Os autores, um grupo de pesquisadores em início de carreira, argumentam que o processo atual não está adaptado à complexidade, interdisciplinaridade e abertura da ciência contemporânea, o que impacta a integridade e o impacto social dos artigos.
Os autores identificam cinco áreas-chave que exigem atenção para permitir uma reforma do processo de publicação científica. Aqui eu apresento os comentários deles e adiciono minhas sugestões que estão em itálico para diferenciar minha opinião das dos autores do artigo.
Embora a IA gere novas possibilidades, como ferramentas para gerar ideias e texto, seu uso levanta preocupações éticas e desafia os princípios da integridade científica. Os autores sugerem que a escrita seja protegida, permitindo o uso da IA apenas no final da preparação do manuscrito. Diretrizes universais e treinamento de pós-graduação são necessários para garantir o uso responsável da IA.
Adicionalmente eu sugiro o uso da IA no início da construção de um manuscrito, pois a AI permiti-nos fazer uma revisão bibliográfica mais ampla. Construir a introdução em duas etapas, primeira via IA ampla, podendo identificar os artigos que estão relacionados com o tema da pesquisa, utilizando uma buscar a partir de itens como conceitos, metodologia, resultados, incluindo resultados favoráveis e contrários, e depois em uma segunda etapa fazer uma leitura detalhada e atenta de artigos fundamentais escolhidos, conforme o resultado da etapa 1.

______

* Lista de tarefas *
- A) Reproduza fielmente o trecho sobre publicação científica, começando em "Os autores, um" e seguindo até "social dos artigos.".
- B) Traduza para o inglês esta frase do trecho sobre publicação científica: "Os autores sugerem que a escrita seja protegida, permitindo o uso da IA apenas no final da preparação do manuscrito."
- C) Segundo o trecho sobre publicação científica, quantas áreas-chave os autores identificam para permitir a reforma do processo de publicação?

* Dados brutos *

______

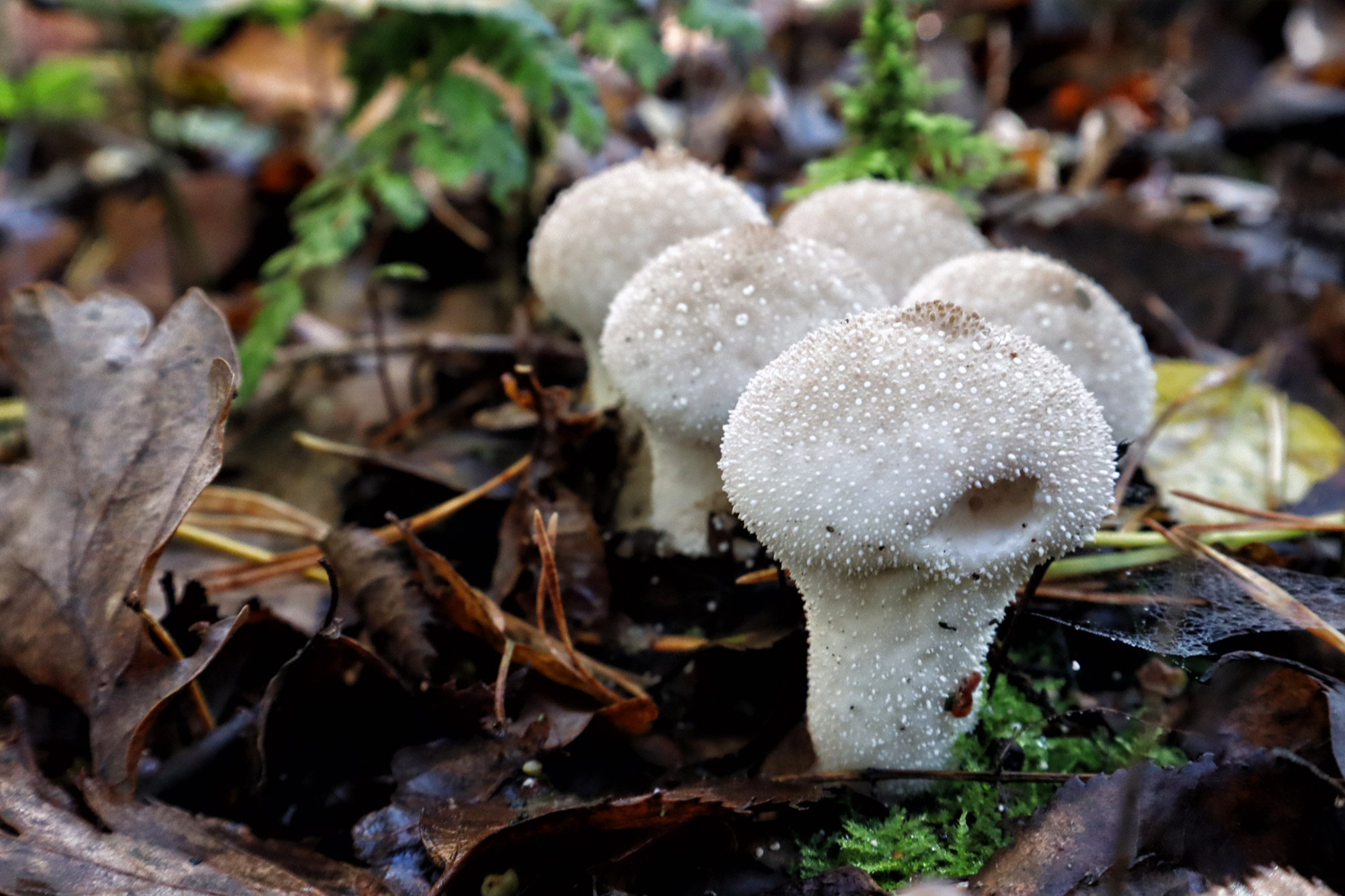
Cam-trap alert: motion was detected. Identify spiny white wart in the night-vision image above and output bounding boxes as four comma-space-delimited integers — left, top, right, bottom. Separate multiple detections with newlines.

______

* Respostas dos exercícios *
- A)
Os autores, um grupo de pesquisadores em início de carreira, argumentam que o processo atual não está adaptado à complexidade, interdisciplinaridade e abertura da ciência contemporânea, o que impacta a integridade e o impacto social dos artigos.

- B) The authors suggest that writing be protected, allowing the use of AI only at the end of manuscript preparation.

- C) Cinco áreas-chave.